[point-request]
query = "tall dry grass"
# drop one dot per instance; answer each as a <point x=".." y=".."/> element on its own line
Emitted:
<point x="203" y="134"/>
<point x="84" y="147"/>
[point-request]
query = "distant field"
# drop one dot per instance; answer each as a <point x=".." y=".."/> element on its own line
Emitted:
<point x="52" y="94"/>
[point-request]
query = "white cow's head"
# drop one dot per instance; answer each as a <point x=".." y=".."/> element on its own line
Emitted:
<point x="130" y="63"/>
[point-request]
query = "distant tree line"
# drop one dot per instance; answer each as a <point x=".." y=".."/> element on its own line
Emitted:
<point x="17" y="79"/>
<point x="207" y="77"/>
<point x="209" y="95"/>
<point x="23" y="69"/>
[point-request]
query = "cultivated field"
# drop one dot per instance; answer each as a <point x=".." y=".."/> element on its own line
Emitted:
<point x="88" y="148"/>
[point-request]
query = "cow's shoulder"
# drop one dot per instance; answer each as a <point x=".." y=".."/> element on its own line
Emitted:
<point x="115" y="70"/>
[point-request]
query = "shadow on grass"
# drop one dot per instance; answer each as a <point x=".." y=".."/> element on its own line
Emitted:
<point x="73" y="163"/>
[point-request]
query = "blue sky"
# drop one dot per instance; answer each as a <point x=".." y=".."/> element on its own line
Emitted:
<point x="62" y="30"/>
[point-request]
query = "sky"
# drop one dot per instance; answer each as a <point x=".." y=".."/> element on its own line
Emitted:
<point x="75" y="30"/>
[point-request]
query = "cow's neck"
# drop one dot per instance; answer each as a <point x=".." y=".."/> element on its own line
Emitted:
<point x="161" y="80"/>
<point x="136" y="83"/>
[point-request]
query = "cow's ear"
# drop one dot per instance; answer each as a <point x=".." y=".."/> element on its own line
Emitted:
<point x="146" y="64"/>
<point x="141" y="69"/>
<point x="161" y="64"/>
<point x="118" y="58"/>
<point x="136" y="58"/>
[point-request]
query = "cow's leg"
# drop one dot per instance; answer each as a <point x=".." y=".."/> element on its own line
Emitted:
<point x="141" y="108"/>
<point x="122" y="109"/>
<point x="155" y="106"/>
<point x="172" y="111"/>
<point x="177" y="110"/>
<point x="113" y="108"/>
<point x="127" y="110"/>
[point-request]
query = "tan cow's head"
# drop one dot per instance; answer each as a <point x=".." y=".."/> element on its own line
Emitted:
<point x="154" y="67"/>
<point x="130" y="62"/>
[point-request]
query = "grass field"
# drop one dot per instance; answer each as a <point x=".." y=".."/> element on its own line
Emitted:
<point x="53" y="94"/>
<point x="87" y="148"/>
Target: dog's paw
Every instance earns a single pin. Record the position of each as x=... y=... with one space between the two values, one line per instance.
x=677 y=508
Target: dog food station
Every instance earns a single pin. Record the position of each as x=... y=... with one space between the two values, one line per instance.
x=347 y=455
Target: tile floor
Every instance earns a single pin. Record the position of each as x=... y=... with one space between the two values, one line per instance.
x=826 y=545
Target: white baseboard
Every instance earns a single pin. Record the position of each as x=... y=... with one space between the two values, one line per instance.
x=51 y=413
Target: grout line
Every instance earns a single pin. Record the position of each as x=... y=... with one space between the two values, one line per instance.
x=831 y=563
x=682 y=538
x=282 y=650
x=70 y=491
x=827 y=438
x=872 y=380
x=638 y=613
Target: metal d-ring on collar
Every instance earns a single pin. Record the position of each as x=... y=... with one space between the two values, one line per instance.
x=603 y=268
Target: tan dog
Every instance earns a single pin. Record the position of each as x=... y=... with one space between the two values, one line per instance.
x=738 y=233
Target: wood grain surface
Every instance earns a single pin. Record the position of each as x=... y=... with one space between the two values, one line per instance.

WORK TO COMPLETE
Nothing but a number should be given: how many lines in the listing hold the word "distant".

WRITTEN RESPONSE
2